● **COMPITI DA SVOLGERE**
• a. Copia dall'articolo sulle polveri sahariane il passo che inizia con "Il cambiamento climatico" e termina con "prestigiosa rivista Microbiome.", senza alcuna modifica.
• b. Rispondi a queste domande sull'articolo sulle polveri sahariane.
(i) Su che cosa si era depositata la polvere sahariana studiata?
(ii) In quale anno l'evento di trasporto di polveri sahariane ha raggiunto le Alpi?
(iii) In quale località ha sede la Fondazione Edmund Mach?
• c. Riprendi l'articolo sulle polveri sahariane dopo la sua ultima frase e continualo.

● **DOCUMENTO DI PARTENZA**
Comunità microbiche sahariane sulle Alpi

Ibimet-Cnr; Fondazione Edmund Mach; Università di Firenze, Venezia e Innsbruck 20 Mar 2017

Pubblicata su Microbiome una ricerca di Fondazione Edmund Mach, Istituto di biometeorologia del Cnr, Università di Firenze, Innsbruck, Venezia. Studiando la polvere sahariana depositata e ‘sigillata’ sulla neve delle Alpi dolomitiche, sono state identificate migrazioni di microorganismi dalle aree sahariane. Si tratta di uno degli effetti del cambiamento climatico e dell’uso del suolo

 

Il cambiamento climatico e l’uso del suolo stanno provocando migrazioni che non si possono fermare, quelle dei microorganismi. Un team multidisciplinare di microbiologi, geologi, chimici e bioclimatologi di Fondazione Edmund Mach di San Michele all’Adige, Istituto di biometeorologia del Consiglio nazionale delle ricerche (Ibimet-Cnr) , Università di Firenze, Venezia e Innsbruck, ha studiato la carica microbica di uno tra i più intensi eventi di trasporto di polveri sahariane che ha raggiunto le Alpi nel 2014, pubblicando i risultati sulla prestigiosa rivista Microbiome.

● **DATI ESTRATTI**
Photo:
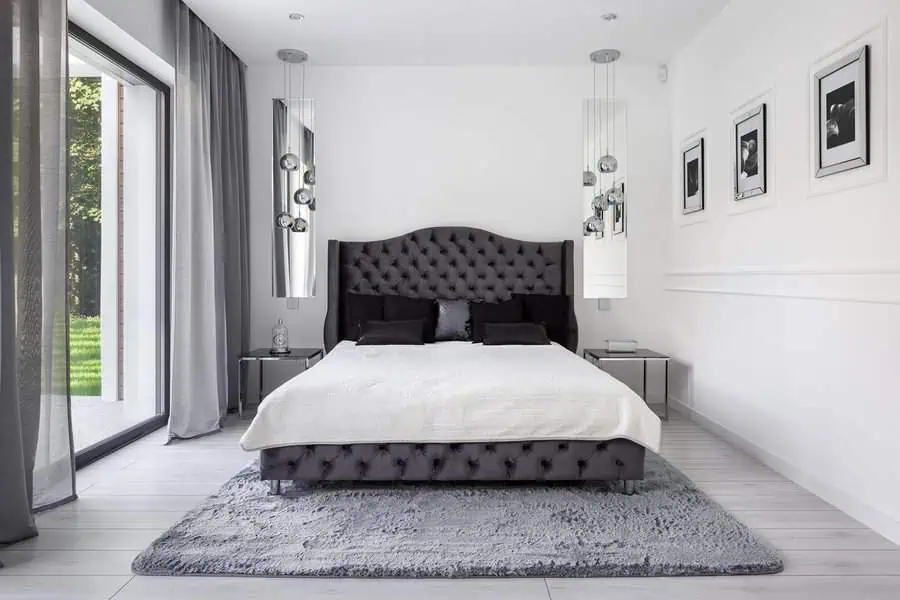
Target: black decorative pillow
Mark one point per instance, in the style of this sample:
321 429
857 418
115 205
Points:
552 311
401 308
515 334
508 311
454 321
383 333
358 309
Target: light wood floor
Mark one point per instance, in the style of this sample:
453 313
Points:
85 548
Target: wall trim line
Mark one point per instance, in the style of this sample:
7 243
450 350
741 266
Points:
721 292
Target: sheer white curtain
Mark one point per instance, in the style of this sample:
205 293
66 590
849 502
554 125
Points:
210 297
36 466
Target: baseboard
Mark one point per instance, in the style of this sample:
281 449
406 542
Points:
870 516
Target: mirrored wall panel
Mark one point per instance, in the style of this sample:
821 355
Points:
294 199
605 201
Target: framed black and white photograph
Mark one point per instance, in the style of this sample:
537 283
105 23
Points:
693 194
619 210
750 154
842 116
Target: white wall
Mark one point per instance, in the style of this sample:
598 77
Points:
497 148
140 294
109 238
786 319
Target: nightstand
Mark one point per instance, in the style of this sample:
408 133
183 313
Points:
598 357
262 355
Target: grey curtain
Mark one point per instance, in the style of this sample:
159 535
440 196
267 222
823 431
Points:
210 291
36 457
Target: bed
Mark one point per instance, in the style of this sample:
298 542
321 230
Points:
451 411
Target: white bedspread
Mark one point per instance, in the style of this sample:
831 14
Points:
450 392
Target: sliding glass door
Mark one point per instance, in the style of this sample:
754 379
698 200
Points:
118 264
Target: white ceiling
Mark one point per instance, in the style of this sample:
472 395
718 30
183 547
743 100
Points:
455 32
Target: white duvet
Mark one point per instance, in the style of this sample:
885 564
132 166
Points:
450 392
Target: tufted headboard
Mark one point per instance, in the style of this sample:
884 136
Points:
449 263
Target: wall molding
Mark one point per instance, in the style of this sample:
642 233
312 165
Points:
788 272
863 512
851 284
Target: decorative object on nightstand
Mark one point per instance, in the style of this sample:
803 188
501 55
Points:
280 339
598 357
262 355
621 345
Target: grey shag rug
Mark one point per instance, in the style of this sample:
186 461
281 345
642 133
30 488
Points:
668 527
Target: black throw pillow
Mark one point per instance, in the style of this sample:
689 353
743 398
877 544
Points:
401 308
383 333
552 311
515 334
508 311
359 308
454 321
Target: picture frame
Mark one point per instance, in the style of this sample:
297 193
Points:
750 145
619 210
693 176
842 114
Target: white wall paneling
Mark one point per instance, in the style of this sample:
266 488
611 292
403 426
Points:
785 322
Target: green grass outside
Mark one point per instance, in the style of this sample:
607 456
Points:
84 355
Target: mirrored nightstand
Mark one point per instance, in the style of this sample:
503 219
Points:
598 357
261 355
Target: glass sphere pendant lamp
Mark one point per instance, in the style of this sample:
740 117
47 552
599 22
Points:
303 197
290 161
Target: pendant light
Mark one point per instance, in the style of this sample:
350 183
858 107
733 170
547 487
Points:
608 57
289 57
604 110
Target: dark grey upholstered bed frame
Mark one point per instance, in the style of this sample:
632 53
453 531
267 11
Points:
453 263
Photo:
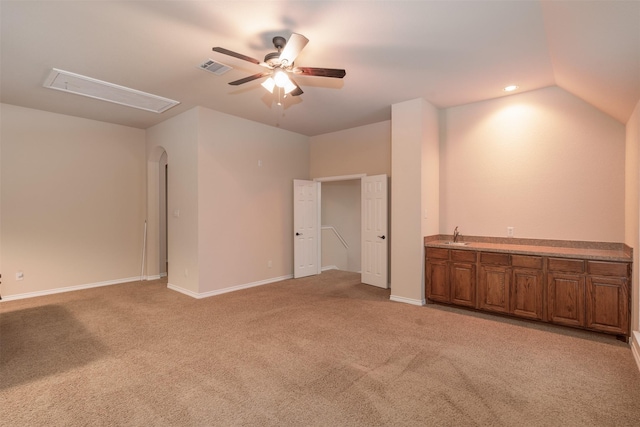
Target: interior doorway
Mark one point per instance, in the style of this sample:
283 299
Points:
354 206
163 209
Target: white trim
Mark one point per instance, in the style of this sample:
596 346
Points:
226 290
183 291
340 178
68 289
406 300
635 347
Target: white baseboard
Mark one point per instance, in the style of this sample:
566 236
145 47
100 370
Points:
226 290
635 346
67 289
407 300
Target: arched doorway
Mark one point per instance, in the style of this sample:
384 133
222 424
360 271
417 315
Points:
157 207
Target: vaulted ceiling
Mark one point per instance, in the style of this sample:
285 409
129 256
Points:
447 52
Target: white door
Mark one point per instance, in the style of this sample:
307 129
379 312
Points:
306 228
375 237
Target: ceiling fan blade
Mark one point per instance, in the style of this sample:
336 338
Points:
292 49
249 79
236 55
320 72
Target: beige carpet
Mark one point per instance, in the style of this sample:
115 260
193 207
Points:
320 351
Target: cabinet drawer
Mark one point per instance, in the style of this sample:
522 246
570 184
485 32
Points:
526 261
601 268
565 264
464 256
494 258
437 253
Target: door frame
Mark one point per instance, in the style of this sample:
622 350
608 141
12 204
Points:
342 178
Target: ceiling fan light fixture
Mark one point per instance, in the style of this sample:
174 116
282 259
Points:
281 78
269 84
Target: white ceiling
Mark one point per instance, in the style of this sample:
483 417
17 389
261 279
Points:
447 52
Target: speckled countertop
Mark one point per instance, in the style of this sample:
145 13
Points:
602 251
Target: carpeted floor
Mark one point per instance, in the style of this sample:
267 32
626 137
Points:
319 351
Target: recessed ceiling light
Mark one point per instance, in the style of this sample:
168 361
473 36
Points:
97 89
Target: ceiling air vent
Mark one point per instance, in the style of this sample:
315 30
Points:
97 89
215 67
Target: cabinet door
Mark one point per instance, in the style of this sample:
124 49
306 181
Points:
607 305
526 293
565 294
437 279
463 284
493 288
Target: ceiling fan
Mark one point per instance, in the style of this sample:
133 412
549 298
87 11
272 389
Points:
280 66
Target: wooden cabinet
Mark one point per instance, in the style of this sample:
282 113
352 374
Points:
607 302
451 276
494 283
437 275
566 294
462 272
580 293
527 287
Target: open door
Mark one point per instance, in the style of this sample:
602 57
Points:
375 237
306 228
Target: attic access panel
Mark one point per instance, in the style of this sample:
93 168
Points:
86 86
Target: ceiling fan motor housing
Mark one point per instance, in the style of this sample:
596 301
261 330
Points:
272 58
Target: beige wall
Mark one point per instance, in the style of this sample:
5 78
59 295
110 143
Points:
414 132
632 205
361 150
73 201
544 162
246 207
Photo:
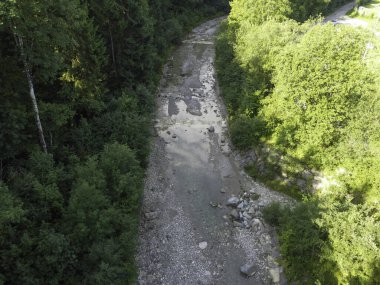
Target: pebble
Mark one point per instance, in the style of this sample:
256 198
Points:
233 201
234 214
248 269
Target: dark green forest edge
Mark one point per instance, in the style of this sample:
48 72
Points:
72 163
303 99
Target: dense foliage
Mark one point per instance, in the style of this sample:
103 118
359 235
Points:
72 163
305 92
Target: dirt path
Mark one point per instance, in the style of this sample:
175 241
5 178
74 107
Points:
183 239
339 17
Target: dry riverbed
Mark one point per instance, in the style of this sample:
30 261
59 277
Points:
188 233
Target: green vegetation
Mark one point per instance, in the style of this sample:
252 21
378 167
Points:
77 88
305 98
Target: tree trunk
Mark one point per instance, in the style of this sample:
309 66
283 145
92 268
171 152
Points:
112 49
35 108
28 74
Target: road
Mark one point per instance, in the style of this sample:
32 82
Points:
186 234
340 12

● **RISPOSTE PER PUNTO**
• a.
Il cambiamento climatico e l’uso del suolo stanno provocando migrazioni che non si possono fermare, quelle dei microorganismi. Un team multidisciplinare di microbiologi, geologi, chimici e bioclimatologi di Fondazione Edmund Mach di San Michele all’Adige, Istituto di biometeorologia del Consiglio nazionale delle ricerche (Ibimet-Cnr) , Università di Firenze, Venezia e Innsbruck, ha studiato la carica microbica di uno tra i più intensi eventi di trasporto di polveri sahariane che ha raggiunto le Alpi nel 2014, pubblicando i risultati sulla prestigiosa rivista Microbiome.

• b.
(i) Sulla neve delle Alpi dolomitiche.
(ii) Nel 2014.
(iii) A San Michele all'Adige.

• c.
Questa grande tempesta ha depositato enormi quantità di polvere sahariana sulle Alpi dolomitiche che è stata poi sigillata tra strati di neve 'pulita'. Ciò ha permesso una determinazione precisa di microrganismi associati alla deposizione. Nei campioni di neve raccolti su Marmolada e Latemar, i ricercatori hanno trovato prove che le grandi tempeste di polvere possono muovere non solo frazioni, ma intere comunità microbiche (batteri e funghi) dalle aree sahariane all’Europa e che questo microbiota contiene molti organismi estremamente resistenti e in grado di sopravvivere in ambienti diversi.

Il team interdisciplinare è guidato da Tobias Weil (Fem), Duccio Cavalieri (Università di Firenze) e Franco Miglietta (Ibimet-Cnr, Foxlab) che hanno coordinato esperti in geologia, ambiente, meteorologia, microbiologia e bioinformatica di Fondazione Edmund Mach, Consiglio nazionale delle ricerche, Università di Firenze, Innsbruck, Venezia.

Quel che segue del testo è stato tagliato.